EXERCISE TEXT:

US PRESIDENT George Bush will invite Australia to be part of two initiatives aimed at guaranteeing future energy supplies: his global nuclear partnership and an initiative to produce ethanol from wild grasses.
Both issues will be raised by Mr Bush at bilateral talks ahead of the APEC meeting next week, senior officials said.
Prime Minister John Howard will today outline his objectives for APEC in an address to the Lowy Institute. The timing of the September 8-9 meeting is politically important — the election could be announced as early as a week or fortnight later.
The US, through the Global Nuclear Energy Partnership, is already driving a major research effort to develop a new generation of fast-cycle reactors that would produce far less hazardous waste than conventional nuclear reactors. The group includes many countries involved in the nuclear fuel cycle, including Russia, China and France.

WHAT NEEDS TO BE DONE: Can you reproduce the passage on Bush's energy initiatives word for word, from "US PRESIDENT George" up to and including "senior officials said."?

DATASET RECORDS:
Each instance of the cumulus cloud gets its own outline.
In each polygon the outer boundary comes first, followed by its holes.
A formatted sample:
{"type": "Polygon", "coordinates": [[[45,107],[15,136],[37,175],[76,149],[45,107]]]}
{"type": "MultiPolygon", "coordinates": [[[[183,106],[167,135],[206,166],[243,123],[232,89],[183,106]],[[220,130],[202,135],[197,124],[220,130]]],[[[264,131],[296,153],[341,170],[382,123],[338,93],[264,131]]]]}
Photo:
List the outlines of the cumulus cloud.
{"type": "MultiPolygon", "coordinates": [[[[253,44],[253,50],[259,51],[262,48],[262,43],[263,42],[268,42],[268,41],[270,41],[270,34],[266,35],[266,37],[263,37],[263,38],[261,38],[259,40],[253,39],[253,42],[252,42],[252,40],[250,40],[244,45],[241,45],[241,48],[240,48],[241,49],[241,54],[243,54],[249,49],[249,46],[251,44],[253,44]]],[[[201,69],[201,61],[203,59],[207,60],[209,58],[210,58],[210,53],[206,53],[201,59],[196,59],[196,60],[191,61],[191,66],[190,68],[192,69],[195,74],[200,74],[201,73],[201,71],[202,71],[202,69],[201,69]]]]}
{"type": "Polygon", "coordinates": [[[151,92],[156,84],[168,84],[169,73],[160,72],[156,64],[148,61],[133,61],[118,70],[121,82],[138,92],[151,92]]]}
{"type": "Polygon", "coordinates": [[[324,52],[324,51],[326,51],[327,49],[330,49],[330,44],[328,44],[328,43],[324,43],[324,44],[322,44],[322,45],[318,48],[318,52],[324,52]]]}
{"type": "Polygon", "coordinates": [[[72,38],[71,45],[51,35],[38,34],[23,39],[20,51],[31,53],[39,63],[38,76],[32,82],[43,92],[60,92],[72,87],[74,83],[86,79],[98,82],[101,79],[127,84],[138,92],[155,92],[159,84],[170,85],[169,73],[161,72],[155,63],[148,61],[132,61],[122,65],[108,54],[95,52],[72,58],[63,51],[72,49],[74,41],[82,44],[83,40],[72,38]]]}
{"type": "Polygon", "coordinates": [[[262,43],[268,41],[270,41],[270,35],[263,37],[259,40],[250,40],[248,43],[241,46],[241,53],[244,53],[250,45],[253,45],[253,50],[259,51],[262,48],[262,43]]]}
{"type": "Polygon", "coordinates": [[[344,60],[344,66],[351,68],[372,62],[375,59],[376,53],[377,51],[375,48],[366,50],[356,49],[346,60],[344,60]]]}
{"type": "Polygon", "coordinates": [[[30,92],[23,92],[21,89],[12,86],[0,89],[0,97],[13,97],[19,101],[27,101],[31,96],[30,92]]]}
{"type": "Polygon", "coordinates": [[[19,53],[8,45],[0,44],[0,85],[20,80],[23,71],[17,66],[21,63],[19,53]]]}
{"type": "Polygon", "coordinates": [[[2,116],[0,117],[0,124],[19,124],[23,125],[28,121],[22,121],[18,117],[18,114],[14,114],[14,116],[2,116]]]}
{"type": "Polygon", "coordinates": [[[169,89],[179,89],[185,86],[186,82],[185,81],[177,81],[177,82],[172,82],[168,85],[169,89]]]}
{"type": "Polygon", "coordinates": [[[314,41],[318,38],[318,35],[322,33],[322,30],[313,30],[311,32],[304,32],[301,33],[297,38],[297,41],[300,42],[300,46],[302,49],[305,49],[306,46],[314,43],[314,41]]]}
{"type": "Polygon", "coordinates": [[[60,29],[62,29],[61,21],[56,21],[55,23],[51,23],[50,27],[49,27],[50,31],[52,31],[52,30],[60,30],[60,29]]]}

EXERCISE RESULT:
US PRESIDENT George Bush will invite Australia to be part of two initiatives aimed at guaranteeing future energy supplies: his global nuclear partnership and an initiative to produce ethanol from wild grasses.
Both issues will be raised by Mr Bush at bilateral talks ahead of the APEC meeting next week, senior officials said.